═════ Data listing ═════
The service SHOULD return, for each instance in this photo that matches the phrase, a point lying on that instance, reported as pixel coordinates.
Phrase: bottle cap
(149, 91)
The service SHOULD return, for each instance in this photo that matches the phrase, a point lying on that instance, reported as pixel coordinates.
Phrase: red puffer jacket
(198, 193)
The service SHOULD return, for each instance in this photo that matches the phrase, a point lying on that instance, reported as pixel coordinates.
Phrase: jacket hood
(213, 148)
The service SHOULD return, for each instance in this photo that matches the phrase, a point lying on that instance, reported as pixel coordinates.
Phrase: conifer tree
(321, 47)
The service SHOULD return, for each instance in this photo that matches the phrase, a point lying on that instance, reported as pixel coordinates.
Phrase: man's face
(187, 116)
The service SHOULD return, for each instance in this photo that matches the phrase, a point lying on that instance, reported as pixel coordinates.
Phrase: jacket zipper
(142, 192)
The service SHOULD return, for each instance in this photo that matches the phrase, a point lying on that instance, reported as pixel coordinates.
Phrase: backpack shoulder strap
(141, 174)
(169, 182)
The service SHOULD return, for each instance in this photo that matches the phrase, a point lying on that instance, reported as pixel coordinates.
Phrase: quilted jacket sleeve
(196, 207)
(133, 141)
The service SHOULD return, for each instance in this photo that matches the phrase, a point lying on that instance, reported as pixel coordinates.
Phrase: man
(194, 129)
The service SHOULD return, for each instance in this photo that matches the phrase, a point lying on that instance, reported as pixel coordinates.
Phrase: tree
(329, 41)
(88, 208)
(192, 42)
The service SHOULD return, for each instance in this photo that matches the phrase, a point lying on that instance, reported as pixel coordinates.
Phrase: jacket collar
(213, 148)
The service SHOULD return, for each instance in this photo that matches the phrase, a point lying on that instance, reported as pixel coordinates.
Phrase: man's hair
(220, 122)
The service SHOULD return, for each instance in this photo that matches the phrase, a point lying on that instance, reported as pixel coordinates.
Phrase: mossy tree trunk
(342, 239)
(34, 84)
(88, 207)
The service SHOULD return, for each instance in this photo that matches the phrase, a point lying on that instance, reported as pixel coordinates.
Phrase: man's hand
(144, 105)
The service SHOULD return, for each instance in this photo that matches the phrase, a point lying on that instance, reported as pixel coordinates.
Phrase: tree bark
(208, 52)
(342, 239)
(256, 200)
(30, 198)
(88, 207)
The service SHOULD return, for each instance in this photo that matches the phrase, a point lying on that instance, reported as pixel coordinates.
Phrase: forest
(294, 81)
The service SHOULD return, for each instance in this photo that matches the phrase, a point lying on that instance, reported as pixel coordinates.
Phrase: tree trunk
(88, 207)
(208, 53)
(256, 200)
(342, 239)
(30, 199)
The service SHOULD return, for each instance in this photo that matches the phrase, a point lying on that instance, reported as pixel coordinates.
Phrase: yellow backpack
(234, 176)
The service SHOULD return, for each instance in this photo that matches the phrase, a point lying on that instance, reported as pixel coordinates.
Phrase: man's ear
═════
• **Task goal**: Exact duplication of all the data above is expected.

• **Answer section**:
The service SHOULD return, for each instance in this photo that matches the phrase, a point lying on that instance, reported as pixel coordinates.
Phrase: bottle cap
(149, 91)
The service SHOULD return, for each instance in this photo that matches the phrase, a point lying on that instance, reported as pixel coordinates.
Phrase: red puffer jacket
(198, 193)
The service SHOULD return, for each instance in this photo that matches the phrase, a point lying on that instance, reported as pixel coordinates.
Phrase: jacket hood
(213, 148)
The service SHOULD return, for each instance in this photo that matches the phrase, a point lying on that instance, reported as pixel coordinates.
Phrase: conifer tree
(321, 47)
The service SHOULD return, for each instance in this photo that matches the phrase, a point lying on that instance, reported as pixel coordinates.
Phrase: man's face
(187, 116)
The service SHOULD return, for each instance in this photo that matches the phrase, a point lying on that instance, reported as pixel coordinates.
Phrase: jacket zipper
(142, 192)
The service SHOULD return, for each instance in this photo that matches the phrase, a point lying on that instance, reported as pixel coordinates.
Phrase: backpack shoulder strap
(141, 174)
(169, 182)
The service SHOULD return, for each instance in this photo that matches the phrase, a point lying on that instance, reported as pixel coordinates.
Phrase: quilted jacket sleeve
(196, 207)
(133, 141)
The service SHOULD return, for each instance in this photo that matches the phrase, a point lying on that instance, reported as pixel coordinates.
Phrase: man
(194, 129)
The service SHOULD return, for each instance in this photo that matches the phrase, a point lying on that instance, reported as pixel coordinates.
Phrase: tree
(329, 41)
(88, 208)
(192, 42)
The service SHOULD return, for each instance in this photo that matches the phrase, a point lying on that instance, reported as pixel coordinates.
Phrase: jacket collar
(213, 148)
The service SHOULD return, for each instance in this photo that matches the phrase, a point lying on that instance, reported as pixel coordinates.
Phrase: man's hair
(220, 122)
The service SHOULD return, for each instance in this photo that matches the phrase, a point lying on that instance, reported as pixel coordinates.
Phrase: mossy tree trunk
(342, 239)
(34, 84)
(88, 207)
The service SHOULD return, for each instance in this photo that matches the phrase, a point lying on that instance, reported as pixel coordinates.
Phrase: man's hand
(144, 105)
The service SHOULD return, for each instance in this photo that matches the phrase, a point lying on that instance, reported as pixel coordinates.
Phrase: tree bark
(208, 52)
(342, 239)
(256, 200)
(30, 198)
(88, 207)
The service SHOULD return, for each instance in this photo that matches the phrase, a point lying on that instance, reported as pixel coordinates.
Phrase: forest
(294, 81)
The service SHOULD return, for each instance in this photo that matches the phrase, a point lying on that instance, reported as pixel coordinates.
Phrase: tree trunk
(88, 207)
(208, 53)
(256, 200)
(342, 239)
(30, 199)
The service SHOULD return, for each instance in this photo that matches the phrase, a point lying on that instance, reported as pixel coordinates.
Phrase: yellow backpack
(234, 176)
The service SHOULD return, for each instance in this photo that matches the phrase, a point lying on that instance, reported as pixel coordinates.
Phrase: man's ear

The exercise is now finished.